(TASK REQUIREMENTS) In the items below, take the lines from the line containing "Provide an outline for every instance of the wooden" to the line containing "Now the wooden", both included, and give them as a numbered list with blank lines omitted.

(DATASET EXCERPTS)
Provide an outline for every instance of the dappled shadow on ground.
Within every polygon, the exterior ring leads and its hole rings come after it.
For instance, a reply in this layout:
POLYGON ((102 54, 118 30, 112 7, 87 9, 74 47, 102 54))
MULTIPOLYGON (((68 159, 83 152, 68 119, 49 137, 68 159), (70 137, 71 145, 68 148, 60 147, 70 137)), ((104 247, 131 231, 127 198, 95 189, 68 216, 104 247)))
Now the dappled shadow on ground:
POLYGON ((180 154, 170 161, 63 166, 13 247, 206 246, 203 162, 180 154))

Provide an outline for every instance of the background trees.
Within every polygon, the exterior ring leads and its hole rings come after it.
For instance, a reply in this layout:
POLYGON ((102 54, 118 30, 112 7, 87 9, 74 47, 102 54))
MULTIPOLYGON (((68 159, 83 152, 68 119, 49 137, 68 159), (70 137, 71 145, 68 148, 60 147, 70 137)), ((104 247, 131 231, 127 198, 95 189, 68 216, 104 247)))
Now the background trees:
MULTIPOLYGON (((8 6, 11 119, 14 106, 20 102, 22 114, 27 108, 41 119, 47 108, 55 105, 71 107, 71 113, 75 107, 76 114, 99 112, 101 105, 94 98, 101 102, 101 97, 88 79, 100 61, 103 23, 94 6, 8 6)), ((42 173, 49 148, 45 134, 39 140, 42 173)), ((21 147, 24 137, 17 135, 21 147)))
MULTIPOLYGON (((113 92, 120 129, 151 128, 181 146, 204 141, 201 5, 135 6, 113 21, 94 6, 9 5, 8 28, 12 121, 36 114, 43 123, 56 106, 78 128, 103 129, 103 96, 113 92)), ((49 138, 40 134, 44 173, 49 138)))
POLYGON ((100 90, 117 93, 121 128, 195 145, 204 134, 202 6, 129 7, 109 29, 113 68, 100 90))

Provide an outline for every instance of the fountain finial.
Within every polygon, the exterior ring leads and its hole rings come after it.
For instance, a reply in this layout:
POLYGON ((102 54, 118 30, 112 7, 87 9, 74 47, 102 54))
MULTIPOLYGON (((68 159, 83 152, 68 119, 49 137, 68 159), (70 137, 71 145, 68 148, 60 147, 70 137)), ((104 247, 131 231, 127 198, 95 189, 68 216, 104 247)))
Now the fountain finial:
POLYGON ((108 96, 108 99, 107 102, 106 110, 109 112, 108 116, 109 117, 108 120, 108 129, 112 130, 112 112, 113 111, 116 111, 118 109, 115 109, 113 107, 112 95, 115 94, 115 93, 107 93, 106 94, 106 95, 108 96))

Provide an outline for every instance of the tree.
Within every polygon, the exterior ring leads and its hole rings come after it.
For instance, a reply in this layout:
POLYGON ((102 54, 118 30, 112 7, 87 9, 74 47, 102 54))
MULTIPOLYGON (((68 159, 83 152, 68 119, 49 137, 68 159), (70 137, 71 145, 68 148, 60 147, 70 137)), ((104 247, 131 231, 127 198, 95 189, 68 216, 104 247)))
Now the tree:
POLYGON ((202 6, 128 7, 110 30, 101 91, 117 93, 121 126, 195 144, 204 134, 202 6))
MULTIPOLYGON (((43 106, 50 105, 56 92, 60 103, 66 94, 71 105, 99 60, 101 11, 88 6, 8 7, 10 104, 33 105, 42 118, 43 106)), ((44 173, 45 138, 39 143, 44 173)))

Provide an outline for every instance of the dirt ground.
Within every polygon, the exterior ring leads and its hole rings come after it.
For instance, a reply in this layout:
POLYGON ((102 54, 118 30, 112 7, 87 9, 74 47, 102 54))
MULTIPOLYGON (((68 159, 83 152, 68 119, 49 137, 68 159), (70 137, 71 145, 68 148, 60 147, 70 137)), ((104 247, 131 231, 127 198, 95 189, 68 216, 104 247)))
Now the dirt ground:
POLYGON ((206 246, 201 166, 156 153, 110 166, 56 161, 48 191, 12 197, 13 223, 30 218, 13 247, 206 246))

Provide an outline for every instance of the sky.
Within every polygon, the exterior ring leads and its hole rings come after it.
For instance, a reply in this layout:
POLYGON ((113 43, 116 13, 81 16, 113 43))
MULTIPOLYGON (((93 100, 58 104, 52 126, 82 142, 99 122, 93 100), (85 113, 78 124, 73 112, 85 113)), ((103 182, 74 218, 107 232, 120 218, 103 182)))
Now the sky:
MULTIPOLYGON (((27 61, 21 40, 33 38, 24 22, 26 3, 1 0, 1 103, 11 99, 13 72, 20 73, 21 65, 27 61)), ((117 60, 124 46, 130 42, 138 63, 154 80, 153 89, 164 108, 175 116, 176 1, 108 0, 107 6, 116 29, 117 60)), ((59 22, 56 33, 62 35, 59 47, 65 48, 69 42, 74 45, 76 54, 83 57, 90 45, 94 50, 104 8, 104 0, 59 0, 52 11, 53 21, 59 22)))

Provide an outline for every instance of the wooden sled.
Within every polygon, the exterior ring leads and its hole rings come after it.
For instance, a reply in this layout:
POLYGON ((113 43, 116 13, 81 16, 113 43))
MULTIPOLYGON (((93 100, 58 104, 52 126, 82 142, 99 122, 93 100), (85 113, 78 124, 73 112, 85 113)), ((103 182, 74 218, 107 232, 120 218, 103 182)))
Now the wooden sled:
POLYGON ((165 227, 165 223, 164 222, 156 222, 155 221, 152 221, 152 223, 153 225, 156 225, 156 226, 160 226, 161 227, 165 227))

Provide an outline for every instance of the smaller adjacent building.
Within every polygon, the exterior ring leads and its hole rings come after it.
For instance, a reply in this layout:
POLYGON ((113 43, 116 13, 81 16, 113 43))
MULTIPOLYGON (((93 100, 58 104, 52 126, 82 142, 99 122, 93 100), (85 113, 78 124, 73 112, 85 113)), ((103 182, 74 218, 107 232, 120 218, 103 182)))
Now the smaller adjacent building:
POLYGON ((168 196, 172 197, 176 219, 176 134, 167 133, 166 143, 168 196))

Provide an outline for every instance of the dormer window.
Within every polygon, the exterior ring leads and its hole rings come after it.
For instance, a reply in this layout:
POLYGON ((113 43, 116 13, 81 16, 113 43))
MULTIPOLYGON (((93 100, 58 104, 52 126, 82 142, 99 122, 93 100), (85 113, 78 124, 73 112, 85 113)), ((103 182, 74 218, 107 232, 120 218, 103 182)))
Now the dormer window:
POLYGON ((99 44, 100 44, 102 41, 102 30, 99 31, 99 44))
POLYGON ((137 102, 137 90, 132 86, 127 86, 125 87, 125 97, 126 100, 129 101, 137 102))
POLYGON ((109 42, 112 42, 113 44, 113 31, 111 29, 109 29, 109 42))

(SOLUTION TO THIS PROBLEM)
1. Provide an outline for every instance of the wooden sled.
2. Within every polygon, the exterior ring leads and its hole rings come after it.
3. For instance, a reply in this layout:
4. POLYGON ((113 43, 116 13, 81 16, 113 43))
5. MULTIPOLYGON (((93 100, 58 104, 52 126, 82 142, 99 122, 93 100), (85 113, 78 124, 73 112, 85 113)), ((103 182, 74 218, 107 232, 120 218, 103 182)))
6. Now the wooden sled:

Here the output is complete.